The request =>
Transcribe every line, keeping it exact.
Raw records start
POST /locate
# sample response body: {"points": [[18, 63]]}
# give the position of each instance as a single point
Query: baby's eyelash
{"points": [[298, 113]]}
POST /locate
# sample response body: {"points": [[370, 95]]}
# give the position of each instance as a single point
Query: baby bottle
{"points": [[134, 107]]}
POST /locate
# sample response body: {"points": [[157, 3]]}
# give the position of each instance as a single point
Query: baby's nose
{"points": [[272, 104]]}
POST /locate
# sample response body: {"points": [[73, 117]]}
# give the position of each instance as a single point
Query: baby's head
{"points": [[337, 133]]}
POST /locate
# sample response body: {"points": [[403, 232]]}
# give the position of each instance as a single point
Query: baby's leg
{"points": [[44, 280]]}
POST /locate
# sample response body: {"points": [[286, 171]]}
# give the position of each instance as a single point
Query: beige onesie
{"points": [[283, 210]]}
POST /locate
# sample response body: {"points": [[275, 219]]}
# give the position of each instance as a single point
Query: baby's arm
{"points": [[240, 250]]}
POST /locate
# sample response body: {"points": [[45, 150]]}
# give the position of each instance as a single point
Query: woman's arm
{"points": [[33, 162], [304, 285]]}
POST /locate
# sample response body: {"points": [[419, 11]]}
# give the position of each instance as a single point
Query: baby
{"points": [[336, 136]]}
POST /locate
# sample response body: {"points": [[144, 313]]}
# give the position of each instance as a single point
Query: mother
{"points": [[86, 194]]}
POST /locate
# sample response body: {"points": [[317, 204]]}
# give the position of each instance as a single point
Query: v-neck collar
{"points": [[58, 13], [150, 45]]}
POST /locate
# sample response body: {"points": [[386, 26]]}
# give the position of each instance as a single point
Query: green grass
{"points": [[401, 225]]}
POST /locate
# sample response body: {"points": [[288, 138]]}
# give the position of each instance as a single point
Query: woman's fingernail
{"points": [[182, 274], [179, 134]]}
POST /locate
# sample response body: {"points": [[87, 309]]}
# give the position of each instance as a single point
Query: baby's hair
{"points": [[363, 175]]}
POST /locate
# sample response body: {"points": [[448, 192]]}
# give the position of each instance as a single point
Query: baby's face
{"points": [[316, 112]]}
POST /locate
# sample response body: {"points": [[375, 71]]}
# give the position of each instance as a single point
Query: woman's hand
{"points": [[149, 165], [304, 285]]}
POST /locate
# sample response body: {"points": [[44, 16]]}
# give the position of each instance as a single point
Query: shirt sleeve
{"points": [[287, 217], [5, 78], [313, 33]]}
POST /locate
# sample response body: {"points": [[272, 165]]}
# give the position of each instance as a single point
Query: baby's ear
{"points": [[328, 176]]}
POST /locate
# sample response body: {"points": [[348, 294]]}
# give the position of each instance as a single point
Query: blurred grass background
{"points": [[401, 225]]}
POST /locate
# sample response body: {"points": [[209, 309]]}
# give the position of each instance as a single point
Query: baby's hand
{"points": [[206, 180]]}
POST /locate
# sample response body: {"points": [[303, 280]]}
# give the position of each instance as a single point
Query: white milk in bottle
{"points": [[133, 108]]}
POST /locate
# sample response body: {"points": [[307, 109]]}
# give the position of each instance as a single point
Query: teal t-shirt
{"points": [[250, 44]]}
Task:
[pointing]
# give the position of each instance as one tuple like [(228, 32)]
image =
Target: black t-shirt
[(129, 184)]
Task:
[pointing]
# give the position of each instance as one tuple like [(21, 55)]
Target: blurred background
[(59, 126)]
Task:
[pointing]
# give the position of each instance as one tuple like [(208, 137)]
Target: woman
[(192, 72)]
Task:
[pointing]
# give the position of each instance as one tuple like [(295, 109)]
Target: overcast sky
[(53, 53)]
Raw records end
Result =>
POST /locate
# sample response body: {"points": [[18, 63]]}
# give the position of each instance as a single point
Query: baby's eyelash
{"points": [[298, 113]]}
POST /locate
# sample response body: {"points": [[370, 95]]}
# give the position of each instance as a single point
Query: baby bottle
{"points": [[134, 107]]}
POST /locate
# sample response body: {"points": [[157, 3]]}
# give the position of each instance as a single point
Query: baby's nose
{"points": [[272, 104]]}
POST /locate
# sample response body: {"points": [[73, 117]]}
# give the position of each instance as a single point
Query: baby's head
{"points": [[337, 133]]}
POST /locate
# sample response body: {"points": [[403, 232]]}
# give the position of each instance as a single point
Query: baby's leg
{"points": [[44, 280]]}
POST /locate
# sample response body: {"points": [[286, 171]]}
# give the position of each instance as a single point
Query: beige onesie
{"points": [[283, 210]]}
POST /locate
# sample response body: {"points": [[275, 219]]}
# give the position of each instance as a single point
Query: baby's arm
{"points": [[240, 250]]}
POST /locate
# sample response body: {"points": [[45, 150]]}
# give the position of each instance as a single point
Query: woman's arm
{"points": [[33, 162], [304, 285]]}
POST /locate
# sample response body: {"points": [[419, 11]]}
# give the position of each instance as a single point
Query: baby
{"points": [[336, 136]]}
POST /locate
# sample response body: {"points": [[144, 313]]}
# give the position of each instance as a single point
Query: mother
{"points": [[86, 194]]}
POST /locate
# sample response body: {"points": [[317, 204]]}
# give the position of each instance as a single point
Query: v-neck collar
{"points": [[58, 13], [150, 45]]}
POST /locate
# sample response body: {"points": [[386, 26]]}
# give the position of each instance as a single point
Query: green grass
{"points": [[401, 225]]}
POST /locate
# sample response body: {"points": [[288, 138]]}
# give the position of each instance as a single point
Query: woman's fingernail
{"points": [[182, 274], [179, 134]]}
POST /locate
# sample response body: {"points": [[87, 309]]}
# give the position of each instance as a single point
Query: baby's hair
{"points": [[363, 175]]}
POST /locate
# sample response body: {"points": [[448, 192]]}
# give the position of each instance as a single point
Query: baby's face
{"points": [[316, 112]]}
POST /locate
# sample response body: {"points": [[375, 71]]}
# give the position of each instance as a single point
Query: woman's hand
{"points": [[149, 165], [304, 285]]}
POST /locate
# sample response body: {"points": [[44, 16]]}
# give the position of each instance as a single point
Query: shirt sleeve
{"points": [[287, 217], [5, 78], [313, 33]]}
POST /locate
# sample response body: {"points": [[272, 165]]}
# give the position of each instance as a single point
Query: baby's ear
{"points": [[328, 176]]}
POST /locate
# sample response body: {"points": [[348, 294]]}
# give the position of each instance as a single point
Query: blurred grass background
{"points": [[401, 225]]}
POST /locate
# sample response body: {"points": [[209, 309]]}
# give the position of each instance as a single point
Query: baby's hand
{"points": [[206, 180]]}
POST /locate
# sample response body: {"points": [[303, 280]]}
# give the position of each instance as a single point
Query: white milk in bottle
{"points": [[133, 108]]}
POST /locate
# sample response body: {"points": [[307, 109]]}
# give the position of each instance as a single point
Query: teal t-shirt
{"points": [[250, 44]]}
Task:
[pointing]
# give the position of each instance as one tuple like [(228, 32)]
image =
Target: black t-shirt
[(129, 184)]
Task:
[pointing]
# give the position of each instance as one tuple like [(21, 55)]
Target: blurred background
[(59, 126)]
Task:
[pointing]
# give the position of each instance as one tuple like [(208, 137)]
Target: woman
[(192, 72)]
Task:
[pointing]
# give the position of each instance as one tuple like [(295, 109)]
Target: overcast sky
[(53, 53)]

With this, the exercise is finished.